SOURCE RECORDS:
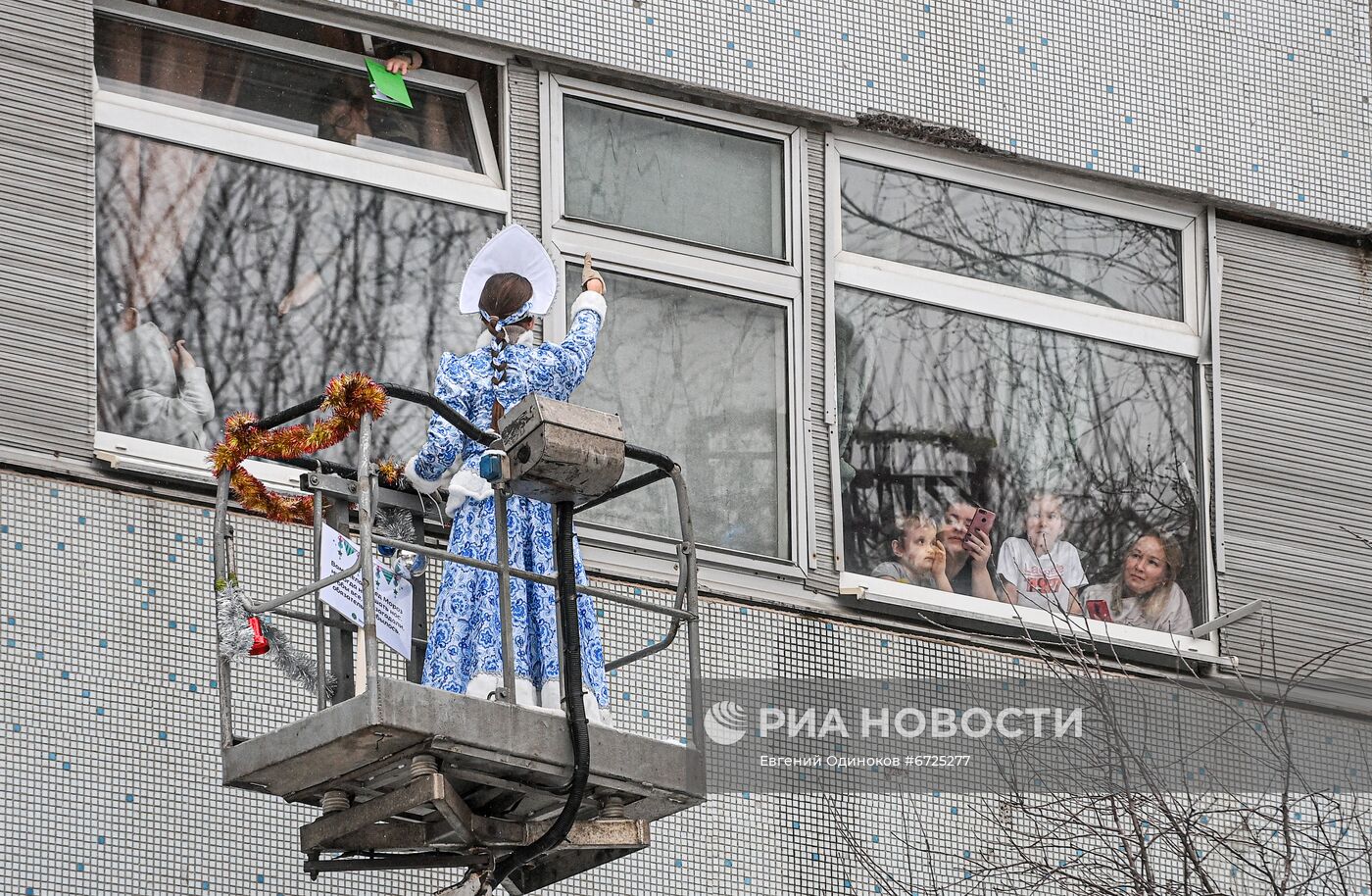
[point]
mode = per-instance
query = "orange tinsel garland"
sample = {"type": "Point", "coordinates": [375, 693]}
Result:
{"type": "Point", "coordinates": [349, 395]}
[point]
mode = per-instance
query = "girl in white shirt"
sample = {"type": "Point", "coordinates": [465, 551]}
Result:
{"type": "Point", "coordinates": [1042, 570]}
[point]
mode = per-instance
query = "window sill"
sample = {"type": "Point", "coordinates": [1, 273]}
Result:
{"type": "Point", "coordinates": [654, 560]}
{"type": "Point", "coordinates": [155, 459]}
{"type": "Point", "coordinates": [1008, 619]}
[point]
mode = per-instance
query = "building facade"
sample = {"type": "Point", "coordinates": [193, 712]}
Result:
{"type": "Point", "coordinates": [864, 264]}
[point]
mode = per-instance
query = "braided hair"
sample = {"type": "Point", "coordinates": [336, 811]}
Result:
{"type": "Point", "coordinates": [503, 295]}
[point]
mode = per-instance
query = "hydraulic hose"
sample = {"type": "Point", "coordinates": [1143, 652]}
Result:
{"type": "Point", "coordinates": [569, 623]}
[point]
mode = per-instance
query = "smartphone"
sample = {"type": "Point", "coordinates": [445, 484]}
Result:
{"type": "Point", "coordinates": [1100, 610]}
{"type": "Point", "coordinates": [981, 522]}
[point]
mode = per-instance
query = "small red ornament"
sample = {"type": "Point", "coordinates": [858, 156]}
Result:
{"type": "Point", "coordinates": [260, 642]}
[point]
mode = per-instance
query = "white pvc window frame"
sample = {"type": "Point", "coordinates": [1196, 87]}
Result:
{"type": "Point", "coordinates": [1189, 338]}
{"type": "Point", "coordinates": [198, 129]}
{"type": "Point", "coordinates": [730, 274]}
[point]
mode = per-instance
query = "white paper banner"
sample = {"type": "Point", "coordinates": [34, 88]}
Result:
{"type": "Point", "coordinates": [394, 596]}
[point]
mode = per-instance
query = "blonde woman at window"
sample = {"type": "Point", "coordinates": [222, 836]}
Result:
{"type": "Point", "coordinates": [969, 553]}
{"type": "Point", "coordinates": [510, 283]}
{"type": "Point", "coordinates": [1146, 591]}
{"type": "Point", "coordinates": [919, 557]}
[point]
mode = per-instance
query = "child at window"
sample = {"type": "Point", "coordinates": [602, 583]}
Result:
{"type": "Point", "coordinates": [919, 557]}
{"type": "Point", "coordinates": [1040, 570]}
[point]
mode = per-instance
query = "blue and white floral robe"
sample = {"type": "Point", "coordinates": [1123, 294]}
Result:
{"type": "Point", "coordinates": [464, 649]}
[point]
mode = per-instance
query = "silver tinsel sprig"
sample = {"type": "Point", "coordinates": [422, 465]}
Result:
{"type": "Point", "coordinates": [236, 638]}
{"type": "Point", "coordinates": [398, 523]}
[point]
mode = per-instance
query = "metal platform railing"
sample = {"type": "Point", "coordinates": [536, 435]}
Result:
{"type": "Point", "coordinates": [339, 486]}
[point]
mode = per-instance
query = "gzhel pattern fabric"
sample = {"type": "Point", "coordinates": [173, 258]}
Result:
{"type": "Point", "coordinates": [466, 637]}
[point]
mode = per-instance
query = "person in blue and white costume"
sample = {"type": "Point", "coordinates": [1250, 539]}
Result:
{"type": "Point", "coordinates": [510, 283]}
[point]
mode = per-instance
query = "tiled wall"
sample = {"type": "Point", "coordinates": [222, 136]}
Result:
{"type": "Point", "coordinates": [110, 726]}
{"type": "Point", "coordinates": [1255, 102]}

EXERCISE REQUIREMENTS: An exact copy of all the records is required, with the pictures omitted.

ANSWER SECTION:
[point]
mode = per-instance
query = "orange tinsel garland"
sample = {"type": "Point", "coordinates": [375, 693]}
Result:
{"type": "Point", "coordinates": [349, 395]}
[point]
mode = per-instance
query = "girl in white shirt"
sample = {"type": "Point", "coordinates": [465, 551]}
Result:
{"type": "Point", "coordinates": [1042, 570]}
[point]
mode = per-instance
query = "window sill"
sample = {"type": "Point", "coordinates": [1, 273]}
Result:
{"type": "Point", "coordinates": [654, 560]}
{"type": "Point", "coordinates": [155, 459]}
{"type": "Point", "coordinates": [1008, 619]}
[point]
mode = per-instance
query = "building facade"
sample = {"type": "Point", "coordinates": [193, 712]}
Result:
{"type": "Point", "coordinates": [864, 264]}
[point]
mode = per-instance
query = "braided hair"
sample = {"type": "Point", "coordinates": [336, 811]}
Result:
{"type": "Point", "coordinates": [503, 295]}
[point]
mode = per-instance
query = "hydraulic hose"
sample = {"type": "Point", "coordinates": [1143, 652]}
Result:
{"type": "Point", "coordinates": [569, 623]}
[point]
mode = per-instance
query = "smartphone"
sample = {"type": "Point", "coordinates": [445, 484]}
Result:
{"type": "Point", "coordinates": [1100, 610]}
{"type": "Point", "coordinates": [981, 522]}
[point]
mode = per-instance
query = "small red ornament"
sample = {"type": "Point", "coordinates": [858, 156]}
Result:
{"type": "Point", "coordinates": [260, 642]}
[point]
mode = per-instance
query = "white pvc window frame"
sample = {"type": "Point", "coordinates": [1196, 87]}
Result:
{"type": "Point", "coordinates": [1189, 338]}
{"type": "Point", "coordinates": [198, 129]}
{"type": "Point", "coordinates": [730, 274]}
[point]
mode = per-instance
query = "white paper banner"
sample = {"type": "Point", "coordinates": [34, 88]}
Result:
{"type": "Point", "coordinates": [394, 596]}
[point]
mode = per-instance
query = "blonde woman at window"
sample = {"type": "Point", "coordinates": [222, 836]}
Result:
{"type": "Point", "coordinates": [969, 553]}
{"type": "Point", "coordinates": [510, 283]}
{"type": "Point", "coordinates": [1146, 591]}
{"type": "Point", "coordinates": [919, 557]}
[point]
mode = per-instance
query = "child at window"
sample = {"type": "Point", "coordinates": [602, 583]}
Result:
{"type": "Point", "coordinates": [919, 557]}
{"type": "Point", "coordinates": [1040, 570]}
[point]
mode = per-instance
query = "blue and white floral robe"
sample = {"type": "Point", "coordinates": [1123, 294]}
Result:
{"type": "Point", "coordinates": [464, 649]}
[point]
mode = per-instance
query = "silver tinsel sprig"
sample = {"type": "Point", "coordinates": [422, 465]}
Result:
{"type": "Point", "coordinates": [236, 638]}
{"type": "Point", "coordinates": [398, 523]}
[point]
mode = per-instance
query = "metal platform railing"
sample = {"type": "Point", "coordinates": [536, 435]}
Result:
{"type": "Point", "coordinates": [339, 486]}
[point]
mode = per-instance
query = "gzhel pattern fabric"
sample = {"type": "Point", "coordinates": [173, 258]}
Result:
{"type": "Point", "coordinates": [466, 637]}
[point]
mode = per-instance
query = "person in blue and white costume"
sample = {"type": "Point", "coordinates": [1250, 539]}
Result:
{"type": "Point", "coordinates": [510, 283]}
[point]
mode = per-instance
query = "tiled wall"
sample = {"type": "Point", "coordinates": [222, 136]}
Result:
{"type": "Point", "coordinates": [110, 726]}
{"type": "Point", "coordinates": [1255, 102]}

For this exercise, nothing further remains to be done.